» **Natural-language object grounding data**
· · · ·

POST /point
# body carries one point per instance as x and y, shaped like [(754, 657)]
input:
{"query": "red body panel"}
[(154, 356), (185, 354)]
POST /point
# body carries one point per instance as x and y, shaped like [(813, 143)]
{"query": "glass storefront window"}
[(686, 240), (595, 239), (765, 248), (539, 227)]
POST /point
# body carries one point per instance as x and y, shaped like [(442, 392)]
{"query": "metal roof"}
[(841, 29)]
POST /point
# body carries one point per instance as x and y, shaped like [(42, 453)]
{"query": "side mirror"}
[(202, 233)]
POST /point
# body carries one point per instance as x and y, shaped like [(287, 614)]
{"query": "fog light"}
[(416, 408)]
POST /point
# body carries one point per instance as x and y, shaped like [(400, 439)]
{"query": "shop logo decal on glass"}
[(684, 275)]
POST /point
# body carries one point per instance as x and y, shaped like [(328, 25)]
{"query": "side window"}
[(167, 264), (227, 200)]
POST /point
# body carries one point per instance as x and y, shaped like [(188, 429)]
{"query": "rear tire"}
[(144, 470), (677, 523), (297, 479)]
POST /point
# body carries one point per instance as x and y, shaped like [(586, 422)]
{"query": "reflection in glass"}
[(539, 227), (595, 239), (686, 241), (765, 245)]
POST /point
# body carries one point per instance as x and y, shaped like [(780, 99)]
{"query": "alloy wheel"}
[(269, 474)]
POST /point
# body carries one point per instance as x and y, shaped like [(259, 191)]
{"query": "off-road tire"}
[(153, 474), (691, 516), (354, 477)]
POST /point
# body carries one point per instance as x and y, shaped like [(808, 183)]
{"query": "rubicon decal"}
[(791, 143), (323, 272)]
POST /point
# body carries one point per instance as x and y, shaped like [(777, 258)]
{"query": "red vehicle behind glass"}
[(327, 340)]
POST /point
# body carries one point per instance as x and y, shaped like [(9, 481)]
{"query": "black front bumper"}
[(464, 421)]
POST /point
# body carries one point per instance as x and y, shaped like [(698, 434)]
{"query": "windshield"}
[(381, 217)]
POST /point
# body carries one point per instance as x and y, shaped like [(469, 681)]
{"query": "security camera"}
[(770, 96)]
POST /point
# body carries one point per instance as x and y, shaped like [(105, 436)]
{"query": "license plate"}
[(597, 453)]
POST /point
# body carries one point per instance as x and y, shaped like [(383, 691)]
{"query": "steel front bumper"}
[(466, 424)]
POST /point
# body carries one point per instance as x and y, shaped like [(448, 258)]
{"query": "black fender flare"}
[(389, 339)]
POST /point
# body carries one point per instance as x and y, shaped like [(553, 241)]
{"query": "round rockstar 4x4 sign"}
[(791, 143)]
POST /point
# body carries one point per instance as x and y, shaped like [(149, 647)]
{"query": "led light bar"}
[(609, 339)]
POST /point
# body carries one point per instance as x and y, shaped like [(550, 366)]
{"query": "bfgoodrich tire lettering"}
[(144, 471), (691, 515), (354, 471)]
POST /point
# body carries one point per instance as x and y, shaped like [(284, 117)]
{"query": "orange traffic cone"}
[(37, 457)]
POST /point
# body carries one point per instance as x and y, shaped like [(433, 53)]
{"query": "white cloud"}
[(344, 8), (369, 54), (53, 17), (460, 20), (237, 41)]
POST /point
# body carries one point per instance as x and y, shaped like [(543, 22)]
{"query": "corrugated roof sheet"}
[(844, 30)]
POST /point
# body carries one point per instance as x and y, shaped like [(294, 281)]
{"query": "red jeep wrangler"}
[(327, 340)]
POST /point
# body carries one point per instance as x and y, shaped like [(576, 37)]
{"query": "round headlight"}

· · · ·

Your answer must be the complete data, repeated word for word.

POST /point
# body carries one point per instance as x and y, shaped like [(754, 657)]
input:
{"query": "red body panel"}
[(154, 356), (185, 354)]
POST /point
# body carries one point per instance as x and y, shaped like [(813, 143)]
{"query": "glass storefront window"}
[(686, 240), (595, 239), (765, 248), (539, 227)]
POST /point
# body carries one point per instance as x and y, shaped like [(442, 392)]
{"query": "metal roof"}
[(841, 29)]
POST /point
# body carries one point per instance as x and y, shaped like [(42, 453)]
{"query": "side mirror"}
[(202, 233)]
POST /point
# body carries one point per instance as x and y, shaped like [(287, 614)]
{"query": "fog light"}
[(416, 408)]
POST /point
# body carries one point per instance as x and y, shaped like [(400, 439)]
{"query": "shop logo decal on glass"}
[(684, 275)]
POST /point
# body carries one point per instance as x and y, shaped like [(328, 25)]
{"query": "side window"}
[(167, 264), (227, 200)]
POST /point
# body carries one point per instance as x and y, shaped like [(188, 429)]
{"query": "rear tire"}
[(144, 470), (677, 523), (297, 479)]
POST /point
# body carries one point per instance as x and y, shaped like [(586, 422)]
{"query": "reflection in glass"}
[(539, 227), (595, 239), (686, 241), (765, 245)]
POST /point
# body carries one point per instance as x and y, shaped like [(780, 99)]
{"query": "alloy wheel"}
[(269, 474)]
POST /point
# body carries one point per instance as x and y, shaped like [(259, 191)]
{"query": "off-road tire"}
[(153, 474), (691, 516), (354, 477)]
POST /point
# body carries one point per instance as x and y, shaped like [(808, 183)]
{"query": "rubicon decal"}
[(791, 143), (323, 272)]
POST /point
# body carries one point per instance as x and y, shaped like [(777, 258)]
{"query": "red vehicle behind glass"}
[(327, 340)]
POST /point
# body carries one point per instance as x and y, shaped like [(9, 481)]
{"query": "black front bumper"}
[(464, 421)]
POST /point
# body carries one point per instance as x and y, shaped like [(698, 434)]
{"query": "windshield"}
[(381, 217)]
POST /point
# body carries one point per instance as x and y, shaped like [(469, 681)]
{"query": "security camera"}
[(770, 96)]
POST /point
# body carries one point per instance as x and y, shaped like [(105, 436)]
{"query": "license plate"}
[(597, 453)]
POST /point
# body carries one point per instance as x and y, shaped like [(383, 691)]
{"query": "steel front bumper"}
[(466, 424)]
POST /point
# body carries one point per instance as x and y, shaped like [(448, 258)]
{"query": "black fender flare"}
[(389, 339)]
POST /point
# body carries one point per instance as x and y, shaped like [(553, 241)]
{"query": "round rockstar 4x4 sign"}
[(791, 143)]
POST /point
# body carries one point per instance as x and y, shaped like [(149, 647)]
{"query": "led light bar"}
[(609, 339)]
POST /point
# body carries one point per instance as x and y, shaped like [(550, 366)]
{"query": "bfgoodrich tire lettering"}
[(144, 471), (691, 515), (354, 471)]
POST /point
# body carries one point per instance as x and y, shaped like [(284, 117)]
{"query": "orange traffic cone"}
[(37, 457)]
POST /point
# body carries one point per instance as x and y, shaped like [(433, 53)]
{"query": "white cloud"}
[(344, 8), (369, 54), (53, 17), (460, 20), (237, 41)]
POST /point
# body carries one point per instance as x and y, shaped like [(543, 22)]
{"query": "corrugated roof sheet"}
[(844, 30)]
POST /point
# body carries one point per instance as x and y, shaped like [(294, 281)]
{"query": "red jeep wrangler"}
[(327, 340)]
POST /point
# body carries one point per instance as x and y, shaped like [(576, 37)]
{"query": "round headlight"}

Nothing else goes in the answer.